Every entry below must be transcribed word for word, and the images must be left out.

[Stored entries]
==============================
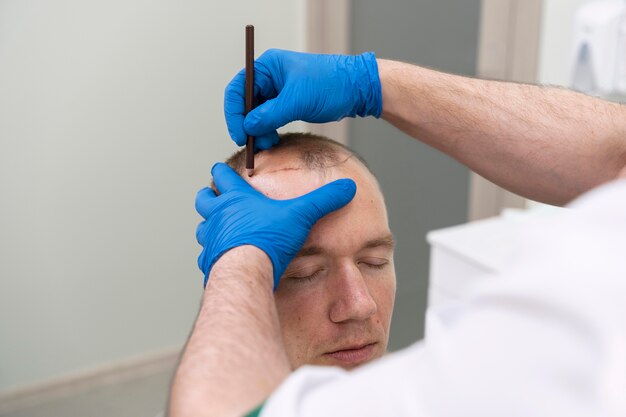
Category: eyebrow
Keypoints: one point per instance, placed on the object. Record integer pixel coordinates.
(385, 241)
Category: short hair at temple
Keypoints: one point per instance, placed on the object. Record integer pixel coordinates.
(315, 152)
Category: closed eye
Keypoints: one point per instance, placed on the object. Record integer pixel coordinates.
(302, 275)
(375, 264)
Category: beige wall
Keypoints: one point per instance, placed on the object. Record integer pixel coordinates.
(110, 118)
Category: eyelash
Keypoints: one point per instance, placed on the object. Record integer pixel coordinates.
(375, 266)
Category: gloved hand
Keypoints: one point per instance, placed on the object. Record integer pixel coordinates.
(240, 215)
(299, 86)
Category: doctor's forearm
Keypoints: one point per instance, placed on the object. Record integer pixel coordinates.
(547, 144)
(234, 357)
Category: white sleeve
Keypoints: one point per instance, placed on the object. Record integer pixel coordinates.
(546, 339)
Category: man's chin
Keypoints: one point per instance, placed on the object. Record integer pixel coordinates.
(351, 358)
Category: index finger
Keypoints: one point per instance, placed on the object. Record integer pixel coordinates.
(226, 179)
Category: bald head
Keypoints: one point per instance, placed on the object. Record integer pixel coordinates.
(304, 150)
(335, 298)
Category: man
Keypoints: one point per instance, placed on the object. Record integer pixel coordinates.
(547, 338)
(335, 299)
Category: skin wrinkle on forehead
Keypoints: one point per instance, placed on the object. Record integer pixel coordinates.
(301, 168)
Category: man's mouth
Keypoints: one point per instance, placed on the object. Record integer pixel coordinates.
(354, 355)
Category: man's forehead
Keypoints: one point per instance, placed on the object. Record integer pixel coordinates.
(283, 174)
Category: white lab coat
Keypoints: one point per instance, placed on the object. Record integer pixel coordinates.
(547, 339)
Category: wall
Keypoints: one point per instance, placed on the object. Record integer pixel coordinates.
(555, 49)
(424, 189)
(110, 119)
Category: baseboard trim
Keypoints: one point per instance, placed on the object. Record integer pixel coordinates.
(68, 385)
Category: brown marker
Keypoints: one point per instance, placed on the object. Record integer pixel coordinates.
(249, 95)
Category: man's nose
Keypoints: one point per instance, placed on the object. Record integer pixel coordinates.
(350, 294)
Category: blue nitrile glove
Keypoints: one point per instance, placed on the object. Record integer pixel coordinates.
(299, 86)
(241, 215)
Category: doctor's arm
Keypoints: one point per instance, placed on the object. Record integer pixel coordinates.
(546, 143)
(234, 358)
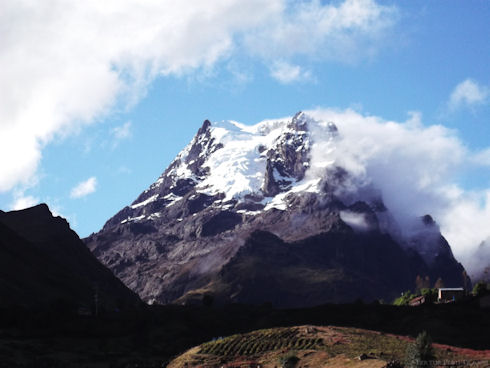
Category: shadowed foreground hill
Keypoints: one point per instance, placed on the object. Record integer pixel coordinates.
(43, 263)
(317, 346)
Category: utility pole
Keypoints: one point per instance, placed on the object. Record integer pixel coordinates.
(96, 299)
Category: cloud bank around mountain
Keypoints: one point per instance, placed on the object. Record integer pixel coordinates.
(65, 65)
(417, 168)
(468, 94)
(84, 188)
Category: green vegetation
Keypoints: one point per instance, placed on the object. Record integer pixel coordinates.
(260, 342)
(289, 360)
(407, 296)
(404, 299)
(420, 353)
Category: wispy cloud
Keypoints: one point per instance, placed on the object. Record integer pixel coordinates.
(84, 188)
(468, 94)
(121, 133)
(288, 73)
(416, 167)
(112, 50)
(22, 201)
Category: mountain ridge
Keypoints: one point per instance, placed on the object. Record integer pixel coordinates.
(45, 263)
(232, 180)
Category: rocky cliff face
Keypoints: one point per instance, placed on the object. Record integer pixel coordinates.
(43, 264)
(242, 215)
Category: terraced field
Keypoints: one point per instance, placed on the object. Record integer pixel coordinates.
(313, 346)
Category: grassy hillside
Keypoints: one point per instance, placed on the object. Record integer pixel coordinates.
(315, 346)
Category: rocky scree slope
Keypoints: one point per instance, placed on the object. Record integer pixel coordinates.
(243, 214)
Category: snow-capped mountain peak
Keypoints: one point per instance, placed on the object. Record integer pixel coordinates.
(282, 178)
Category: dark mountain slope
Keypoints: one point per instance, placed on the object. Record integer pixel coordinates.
(43, 262)
(194, 231)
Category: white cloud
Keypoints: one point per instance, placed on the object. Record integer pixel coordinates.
(416, 168)
(84, 188)
(468, 94)
(288, 73)
(64, 65)
(22, 201)
(482, 157)
(123, 131)
(346, 32)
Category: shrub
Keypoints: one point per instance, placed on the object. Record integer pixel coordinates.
(420, 352)
(289, 360)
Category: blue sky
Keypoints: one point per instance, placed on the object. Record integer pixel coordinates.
(98, 99)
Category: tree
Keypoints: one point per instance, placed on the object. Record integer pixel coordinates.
(404, 299)
(480, 288)
(420, 352)
(439, 283)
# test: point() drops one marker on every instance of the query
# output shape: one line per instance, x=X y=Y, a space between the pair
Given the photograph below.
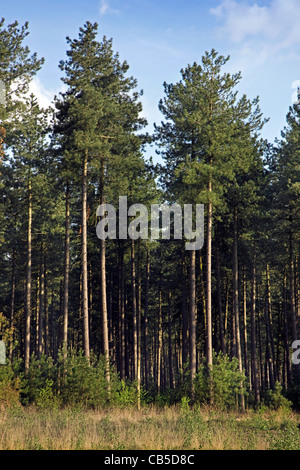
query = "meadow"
x=151 y=428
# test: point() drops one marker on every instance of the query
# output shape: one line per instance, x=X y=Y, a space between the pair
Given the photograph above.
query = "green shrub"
x=275 y=400
x=223 y=385
x=9 y=387
x=46 y=397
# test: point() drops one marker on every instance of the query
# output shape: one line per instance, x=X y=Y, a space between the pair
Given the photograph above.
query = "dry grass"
x=149 y=429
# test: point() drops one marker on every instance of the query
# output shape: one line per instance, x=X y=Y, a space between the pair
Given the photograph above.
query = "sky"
x=158 y=38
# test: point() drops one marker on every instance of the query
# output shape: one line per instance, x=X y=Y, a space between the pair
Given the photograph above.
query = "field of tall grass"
x=151 y=428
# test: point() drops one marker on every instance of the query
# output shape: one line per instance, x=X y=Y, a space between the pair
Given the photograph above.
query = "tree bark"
x=236 y=302
x=192 y=315
x=28 y=280
x=66 y=272
x=255 y=384
x=146 y=310
x=84 y=263
x=12 y=302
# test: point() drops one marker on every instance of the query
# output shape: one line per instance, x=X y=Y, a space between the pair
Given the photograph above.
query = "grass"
x=151 y=428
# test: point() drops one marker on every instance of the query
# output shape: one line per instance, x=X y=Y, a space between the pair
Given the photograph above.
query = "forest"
x=135 y=320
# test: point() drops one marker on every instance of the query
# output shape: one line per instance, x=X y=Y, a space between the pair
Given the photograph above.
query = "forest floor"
x=150 y=428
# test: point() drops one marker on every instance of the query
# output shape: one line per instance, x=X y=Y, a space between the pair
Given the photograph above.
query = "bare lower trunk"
x=192 y=306
x=28 y=282
x=236 y=302
x=84 y=264
x=255 y=384
x=66 y=272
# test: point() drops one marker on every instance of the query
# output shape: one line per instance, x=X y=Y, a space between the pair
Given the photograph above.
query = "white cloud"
x=105 y=7
x=268 y=29
x=44 y=96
==============================
Response to this exercise:
Category: eyebrow
Keypoints: one point per instance, placed on the object. Record integer pixel coordinates.
(385, 241)
Category: short hair at temple
Keypoints: one point per instance, placed on the object. Record integer pixel coordinates.
(315, 152)
Category: closed eye
Keypoints: one point per instance, placed on the object. Record integer pixel coordinates.
(302, 275)
(375, 264)
Category: beige wall
Keypoints: one point per instance, placed on the object. Record integer pixel coordinates.
(110, 118)
Category: eyelash
Keypoints: one point per instance, placed on the object. Record integer pixel coordinates.
(375, 266)
Category: gloved hand
Keypoints: one point per instance, placed on the object. Record integer pixel coordinates.
(240, 215)
(299, 86)
Category: doctor's forearm
Keypoints: one point per instance, placed on the object. Record integer pixel coordinates.
(547, 144)
(234, 357)
Category: white sleeve
Keypoints: one point per instance, placed on the object. Record integer pixel coordinates.
(546, 339)
Category: man's chin
Keypoints: one point per instance, placed on the object. Record integer pixel coordinates.
(351, 358)
Category: index finger
Keypoints: one point per instance, placed on the object. Record integer pixel coordinates.
(226, 179)
Category: bald head
Keypoints: one point per instance, placed on the object. Record integer pixel coordinates.
(304, 150)
(335, 298)
Category: man
Keypoints: one point per instance, placed on the object. Record integer pixel coordinates.
(547, 338)
(335, 299)
Category: skin wrinkle on forehead
Keypoints: one point per instance, placed on the object. Record integer pixel coordinates.
(301, 168)
Category: man's mouth
Keypoints: one point per instance, placed on the object. Record integer pixel coordinates.
(354, 355)
Category: man's forehead
Keypoints: one point per instance, placed on the object. Record integer pixel coordinates.
(283, 174)
Category: white lab coat
Keypoints: one point per instance, placed on the object. Record integer pixel coordinates.
(547, 339)
Category: wall
Keypoints: one point per instance, placed on the object. Record integer pixel coordinates.
(555, 49)
(424, 189)
(110, 119)
Category: baseboard trim
Keypoints: one point per instance, placed on the object. Record integer pixel coordinates.
(68, 385)
Category: brown marker
Keypoints: one point per instance, placed on the object. Record integer pixel coordinates.
(249, 95)
Category: man's nose
Keypoints: one point per instance, placed on the object. Record integer pixel coordinates.
(350, 294)
Category: blue nitrile glove
Keypoints: one point per instance, placed on the object. Record integer pixel coordinates.
(299, 86)
(241, 215)
Category: doctor's arm
Keypoints: one point per instance, placed on the object. Record integer pixel coordinates.
(546, 143)
(234, 358)
Category: shadowed foreground hill
Keypoints: one point per instance, placed on the object. Record integer pixel coordinates.
(43, 263)
(317, 346)
Category: utility pole
Keypoints: one point per instance, placed on the object. Record integer pixel coordinates.
(96, 299)
Category: cloud bank around mountain
Keypoints: one point per instance, placed on the object. Record integer pixel coordinates.
(65, 65)
(417, 168)
(468, 94)
(84, 188)
Category: green vegetation
Keypoints: one point per instance, placed on the object. Record integer pixel coordinates.
(260, 342)
(289, 360)
(407, 296)
(404, 299)
(420, 353)
Category: wispy cloud
Keypoints: one point per instance, placed on the object. Record integer pixel coordinates.
(84, 188)
(468, 94)
(121, 133)
(288, 73)
(416, 167)
(112, 50)
(22, 201)
Category: mountain ridge
Keypoints: one point per instance, placed on the object. Record integer pixel coordinates.
(45, 263)
(232, 180)
Category: rocky cliff face
Keypoints: one point per instance, placed on the object. Record integer pixel coordinates.
(43, 264)
(242, 215)
Category: terraced field
Keypoints: one point per instance, placed on the object. Record integer pixel coordinates.
(313, 346)
Category: grassy hillside
Keypoints: one point per instance, placed on the object. Record integer pixel coordinates.
(315, 346)
Category: rocky scree slope
Keypoints: one point per instance, placed on the object. Record integer pixel coordinates.
(243, 214)
Category: snow-capped mountain peak
Keypoints: one point per instance, placed on the object. Record integer pixel coordinates.
(282, 178)
Category: dark mountain slope
Keypoints: one point per instance, placed on the object. Record integer pixel coordinates.
(43, 262)
(194, 231)
Category: white cloud
Keypoints: one point per instance, placed on the object. Record integer pixel coordinates.
(416, 168)
(84, 188)
(468, 94)
(288, 73)
(64, 65)
(22, 201)
(482, 157)
(123, 131)
(346, 32)
Category: shrub
Keypoints: one point per instance, placed on the object. Record integer pixel coordinates.
(420, 352)
(289, 360)
Category: blue sky
Keypoints: one point per instance, placed on the object. Record integer pixel coordinates.
(98, 99)
Category: tree
Keypoints: one point per instance, placed on the object. Record integer pixel coordinates.
(404, 299)
(480, 288)
(420, 352)
(439, 283)
# test: point() drops one marker on every instance of the query
# output shape: one line per instance, x=X y=Y, a space between the pair
Given the photograph below.
query = "meadow"
x=151 y=428
# test: point() drops one marker on every instance of the query
# output shape: one line per instance, x=X y=Y, a space between the pair
Given the photograph above.
query = "green shrub"
x=275 y=400
x=223 y=385
x=9 y=387
x=46 y=397
# test: point() drops one marker on every instance of the query
# output shape: one line per instance, x=X y=Y, a space between the pair
Given the photograph above.
query = "dry grass"
x=149 y=429
# test: point() drops one marker on every instance of the query
# output shape: one line per instance, x=X y=Y, a space between the pair
Given the photograph above.
query = "sky"
x=158 y=38
# test: point() drops one marker on every instance of the query
# output shape: one line per instance, x=X y=Y, a space between the pair
Given the photograph above.
query = "field of tall grass"
x=151 y=428
# test: point() drops one marker on every instance of the query
# output shape: one line per instance, x=X y=Y, a space between the pair
Given the photograph above.
query = "tree bark"
x=236 y=302
x=192 y=315
x=28 y=280
x=66 y=272
x=255 y=384
x=146 y=310
x=84 y=263
x=12 y=302
# test: point() drops one marker on every instance of the query
# output shape: one line per instance, x=X y=Y, a space between the pair
Given the photograph above.
query = "grass"
x=151 y=428
# test: point() drops one marker on every instance of the query
# output shape: one line per instance, x=X y=Y, a space between the pair
Given the photograph above.
query = "forest"
x=135 y=320
# test: point() drops one marker on every instance of the query
# output shape: one line per instance, x=X y=Y, a space between the pair
Given the photograph above.
query = "forest floor"
x=150 y=428
# test: point() drops one marker on every instance of the query
# output shape: one line per instance, x=X y=Y, a space between the pair
Given the photograph above.
query = "bare lower trunk"
x=192 y=306
x=28 y=282
x=236 y=302
x=84 y=264
x=255 y=384
x=66 y=272
# test: point() drops one marker on every instance of the query
# output shape: one line per instance, x=X y=Y, a space between the pair
Given the photograph above.
query = "white cloud"
x=105 y=7
x=268 y=29
x=44 y=96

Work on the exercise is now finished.